■ Exercise text ■
So, i joined the 20 million plus Americans who decided to grow their own food this summer, saving money while still eating healthy and organic. I have grown flowers and herbs in the past, but this is my first experiment with organic veggies. Living in metro atlanta, my outdoor space is tiny, but we have a container garden going full blast. This spring I started two tomato plants, one heirloom and one "fast-growing" variety, an orange bell pepper, carrots, thai basil, and mint. Also sugar snap peas, which unfortunately, got too much sun and sizzled up after only producing about 6 (delicious) peapods. So far we have harvested a few tomatoes and 2 peppers, but we have 4 peppers ripening on the vine now, and the tomato plants are flowering and starting to produce more. I love checking on the progress every day,although I wish it was happening more quickly! Can't wait to see how the carrots turn out. Our neighbor has more outdoor space and has a giant garden going, and across the way are the stables for the downtown horse carriages, so occasionally you hear horse hooves clacking down the street. Also the stables have a rogue rooster, on their grounds who is crowing all the time. So although we are totally urban down here, there's also a whole lot of country going on. :)

■ Task goal ■
Carry the account of the urban container garden above forward from the point where it stops.

■ Dataset ■
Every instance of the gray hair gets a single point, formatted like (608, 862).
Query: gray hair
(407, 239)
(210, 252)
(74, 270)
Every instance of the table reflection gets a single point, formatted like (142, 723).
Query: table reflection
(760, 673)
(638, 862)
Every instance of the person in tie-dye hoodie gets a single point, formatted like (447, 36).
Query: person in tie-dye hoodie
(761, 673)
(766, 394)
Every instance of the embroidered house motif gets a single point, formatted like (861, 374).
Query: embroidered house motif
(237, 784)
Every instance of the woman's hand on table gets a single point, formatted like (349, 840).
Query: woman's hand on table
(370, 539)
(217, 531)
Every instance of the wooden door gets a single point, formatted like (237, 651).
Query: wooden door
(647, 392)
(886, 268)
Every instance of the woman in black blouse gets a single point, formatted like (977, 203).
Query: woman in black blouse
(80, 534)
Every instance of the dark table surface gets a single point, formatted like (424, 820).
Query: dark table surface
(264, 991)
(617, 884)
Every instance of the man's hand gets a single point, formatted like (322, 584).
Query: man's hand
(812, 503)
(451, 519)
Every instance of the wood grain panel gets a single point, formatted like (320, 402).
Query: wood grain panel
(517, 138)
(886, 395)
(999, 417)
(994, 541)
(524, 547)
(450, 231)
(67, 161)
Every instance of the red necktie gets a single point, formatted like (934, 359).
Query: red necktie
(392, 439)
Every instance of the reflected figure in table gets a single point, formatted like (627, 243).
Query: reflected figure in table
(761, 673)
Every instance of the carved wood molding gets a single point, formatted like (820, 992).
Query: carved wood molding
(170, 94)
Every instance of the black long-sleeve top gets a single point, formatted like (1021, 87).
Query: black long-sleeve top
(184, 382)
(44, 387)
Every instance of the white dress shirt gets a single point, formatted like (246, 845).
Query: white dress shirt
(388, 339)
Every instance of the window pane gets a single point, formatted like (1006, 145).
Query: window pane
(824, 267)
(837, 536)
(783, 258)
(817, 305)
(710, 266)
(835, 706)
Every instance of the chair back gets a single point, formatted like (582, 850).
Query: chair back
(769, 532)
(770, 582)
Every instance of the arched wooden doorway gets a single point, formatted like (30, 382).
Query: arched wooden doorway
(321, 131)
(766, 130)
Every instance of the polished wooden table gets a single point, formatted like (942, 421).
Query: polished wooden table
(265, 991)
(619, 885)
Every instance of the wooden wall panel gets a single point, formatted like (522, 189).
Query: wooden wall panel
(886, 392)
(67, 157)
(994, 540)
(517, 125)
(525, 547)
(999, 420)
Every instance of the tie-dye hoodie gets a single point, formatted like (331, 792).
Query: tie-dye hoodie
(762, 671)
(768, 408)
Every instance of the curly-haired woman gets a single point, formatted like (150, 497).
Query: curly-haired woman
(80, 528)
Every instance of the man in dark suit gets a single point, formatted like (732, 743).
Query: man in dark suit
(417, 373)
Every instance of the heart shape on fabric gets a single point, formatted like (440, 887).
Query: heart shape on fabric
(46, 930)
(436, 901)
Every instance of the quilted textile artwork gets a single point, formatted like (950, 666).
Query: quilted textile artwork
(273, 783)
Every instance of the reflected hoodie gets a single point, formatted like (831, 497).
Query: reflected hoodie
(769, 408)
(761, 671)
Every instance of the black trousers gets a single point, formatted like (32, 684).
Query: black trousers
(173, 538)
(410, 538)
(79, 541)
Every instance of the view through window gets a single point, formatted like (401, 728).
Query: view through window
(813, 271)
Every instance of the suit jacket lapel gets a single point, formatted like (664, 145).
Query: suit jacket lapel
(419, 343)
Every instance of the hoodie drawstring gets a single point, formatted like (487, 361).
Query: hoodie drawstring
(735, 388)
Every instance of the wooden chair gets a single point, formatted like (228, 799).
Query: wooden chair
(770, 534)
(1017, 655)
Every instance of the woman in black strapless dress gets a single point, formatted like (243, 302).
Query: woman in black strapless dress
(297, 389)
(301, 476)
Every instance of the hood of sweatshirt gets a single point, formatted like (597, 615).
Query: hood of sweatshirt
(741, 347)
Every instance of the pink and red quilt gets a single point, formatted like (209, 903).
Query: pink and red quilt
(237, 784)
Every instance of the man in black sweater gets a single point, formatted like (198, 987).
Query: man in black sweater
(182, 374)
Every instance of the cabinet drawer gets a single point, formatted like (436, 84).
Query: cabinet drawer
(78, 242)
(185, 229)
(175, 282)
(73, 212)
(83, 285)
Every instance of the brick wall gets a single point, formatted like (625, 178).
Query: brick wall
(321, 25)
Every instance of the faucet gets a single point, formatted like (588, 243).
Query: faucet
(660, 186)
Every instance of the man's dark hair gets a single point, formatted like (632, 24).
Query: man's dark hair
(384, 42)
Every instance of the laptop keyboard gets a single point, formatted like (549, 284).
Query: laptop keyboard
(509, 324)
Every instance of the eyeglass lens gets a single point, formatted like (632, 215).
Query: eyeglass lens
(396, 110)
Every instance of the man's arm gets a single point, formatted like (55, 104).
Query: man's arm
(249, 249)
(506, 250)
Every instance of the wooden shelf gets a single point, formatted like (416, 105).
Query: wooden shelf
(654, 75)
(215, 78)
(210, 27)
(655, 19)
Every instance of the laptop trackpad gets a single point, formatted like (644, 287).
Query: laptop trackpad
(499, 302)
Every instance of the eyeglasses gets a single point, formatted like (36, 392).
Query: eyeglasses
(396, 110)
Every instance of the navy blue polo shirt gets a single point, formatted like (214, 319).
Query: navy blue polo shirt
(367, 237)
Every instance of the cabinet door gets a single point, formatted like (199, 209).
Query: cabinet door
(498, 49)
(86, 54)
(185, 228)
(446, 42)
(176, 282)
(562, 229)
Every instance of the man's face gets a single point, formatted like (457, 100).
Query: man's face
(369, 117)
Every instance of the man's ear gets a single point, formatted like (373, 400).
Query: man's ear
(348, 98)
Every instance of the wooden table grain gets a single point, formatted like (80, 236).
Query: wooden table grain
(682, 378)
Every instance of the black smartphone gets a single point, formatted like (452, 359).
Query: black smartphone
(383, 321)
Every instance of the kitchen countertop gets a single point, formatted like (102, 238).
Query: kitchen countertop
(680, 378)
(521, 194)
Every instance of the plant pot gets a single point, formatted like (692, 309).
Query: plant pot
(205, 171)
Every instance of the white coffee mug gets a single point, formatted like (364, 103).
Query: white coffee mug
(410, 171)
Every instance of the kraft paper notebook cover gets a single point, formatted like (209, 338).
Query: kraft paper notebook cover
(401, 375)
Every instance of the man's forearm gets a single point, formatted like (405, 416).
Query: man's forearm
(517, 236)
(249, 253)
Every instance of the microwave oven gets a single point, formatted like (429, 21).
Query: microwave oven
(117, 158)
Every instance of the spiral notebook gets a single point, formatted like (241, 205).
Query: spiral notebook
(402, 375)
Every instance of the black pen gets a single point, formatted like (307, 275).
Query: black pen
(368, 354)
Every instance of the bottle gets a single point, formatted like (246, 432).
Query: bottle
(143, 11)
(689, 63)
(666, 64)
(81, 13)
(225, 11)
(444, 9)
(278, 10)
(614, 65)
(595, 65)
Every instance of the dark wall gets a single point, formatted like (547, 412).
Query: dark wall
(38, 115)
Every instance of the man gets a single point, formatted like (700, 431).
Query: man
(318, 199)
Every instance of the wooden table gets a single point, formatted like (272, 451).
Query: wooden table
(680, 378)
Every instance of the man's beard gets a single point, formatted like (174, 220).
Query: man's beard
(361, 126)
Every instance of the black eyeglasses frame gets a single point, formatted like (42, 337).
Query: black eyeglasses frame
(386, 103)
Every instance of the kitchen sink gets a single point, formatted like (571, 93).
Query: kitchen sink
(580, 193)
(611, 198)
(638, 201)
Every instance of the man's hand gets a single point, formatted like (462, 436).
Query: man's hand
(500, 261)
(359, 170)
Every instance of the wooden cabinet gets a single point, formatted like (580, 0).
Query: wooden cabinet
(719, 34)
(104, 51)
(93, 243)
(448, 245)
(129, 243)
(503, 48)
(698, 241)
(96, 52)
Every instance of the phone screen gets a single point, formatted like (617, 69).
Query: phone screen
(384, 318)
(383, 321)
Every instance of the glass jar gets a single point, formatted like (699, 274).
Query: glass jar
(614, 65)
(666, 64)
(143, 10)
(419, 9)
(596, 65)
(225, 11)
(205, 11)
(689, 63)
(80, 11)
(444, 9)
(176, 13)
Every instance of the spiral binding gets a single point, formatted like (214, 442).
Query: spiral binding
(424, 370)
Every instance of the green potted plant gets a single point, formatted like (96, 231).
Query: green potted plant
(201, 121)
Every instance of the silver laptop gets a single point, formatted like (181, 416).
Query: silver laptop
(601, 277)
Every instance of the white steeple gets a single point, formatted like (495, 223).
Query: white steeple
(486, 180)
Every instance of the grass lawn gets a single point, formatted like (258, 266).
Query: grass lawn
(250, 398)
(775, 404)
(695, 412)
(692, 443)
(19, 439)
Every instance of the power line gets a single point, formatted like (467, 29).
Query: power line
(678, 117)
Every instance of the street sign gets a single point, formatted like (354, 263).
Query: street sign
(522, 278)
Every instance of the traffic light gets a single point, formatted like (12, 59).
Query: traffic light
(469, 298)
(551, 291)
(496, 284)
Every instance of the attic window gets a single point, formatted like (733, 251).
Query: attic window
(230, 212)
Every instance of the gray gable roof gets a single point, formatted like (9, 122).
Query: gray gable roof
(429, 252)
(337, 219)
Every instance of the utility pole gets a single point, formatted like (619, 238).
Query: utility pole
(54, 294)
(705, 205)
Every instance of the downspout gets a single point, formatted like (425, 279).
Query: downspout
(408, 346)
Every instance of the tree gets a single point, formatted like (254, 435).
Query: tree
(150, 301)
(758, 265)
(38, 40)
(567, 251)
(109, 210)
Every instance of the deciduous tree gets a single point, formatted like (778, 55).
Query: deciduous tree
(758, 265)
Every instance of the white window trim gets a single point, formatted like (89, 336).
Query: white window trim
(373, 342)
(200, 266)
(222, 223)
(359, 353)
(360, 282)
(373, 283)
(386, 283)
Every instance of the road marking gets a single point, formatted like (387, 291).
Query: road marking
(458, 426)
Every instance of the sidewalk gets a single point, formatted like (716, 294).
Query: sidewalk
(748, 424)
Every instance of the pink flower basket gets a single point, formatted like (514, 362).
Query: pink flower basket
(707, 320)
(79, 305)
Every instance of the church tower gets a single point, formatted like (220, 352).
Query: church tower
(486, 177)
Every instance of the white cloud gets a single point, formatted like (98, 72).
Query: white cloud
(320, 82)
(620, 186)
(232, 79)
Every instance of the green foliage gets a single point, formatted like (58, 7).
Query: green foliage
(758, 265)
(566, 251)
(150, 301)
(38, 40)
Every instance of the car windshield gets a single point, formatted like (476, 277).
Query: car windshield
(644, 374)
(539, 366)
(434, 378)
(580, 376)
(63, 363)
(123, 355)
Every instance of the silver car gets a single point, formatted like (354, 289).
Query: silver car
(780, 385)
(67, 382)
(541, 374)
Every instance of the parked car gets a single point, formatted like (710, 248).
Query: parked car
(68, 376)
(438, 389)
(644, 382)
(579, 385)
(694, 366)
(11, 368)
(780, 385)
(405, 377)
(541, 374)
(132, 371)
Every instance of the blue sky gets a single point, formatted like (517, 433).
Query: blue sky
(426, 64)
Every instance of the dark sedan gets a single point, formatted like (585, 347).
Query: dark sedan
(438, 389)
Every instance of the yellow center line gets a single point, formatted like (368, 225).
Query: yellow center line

■ Result of the exercise ■
Anyway, we are watering our crop with runoff water from our air conditioning unit, it's all collected in a big bucket that I dip the sprinkling can into for watering. I haven't used the hose at all, which is great. Lately I've been dreaming up a self-watering system for next summer, and running hose from the water collection bucket to the veggie containers, through osmosis or something. I've got to do a little more research on that.

The other day I decided to buy some plant food to keep the veggies growing strong, and I was happy to find Terracycle Plant Food at Home Depot. I read an article on the company several years ago, about how they make organic fertilizer from worm poop. The plant food mix is bottled in recycled soda bottles, so it's a very sustainable, eco-conscious company, which I love. You use it 1X a week, pouring directly into the soil. Should be interesting to see how it works.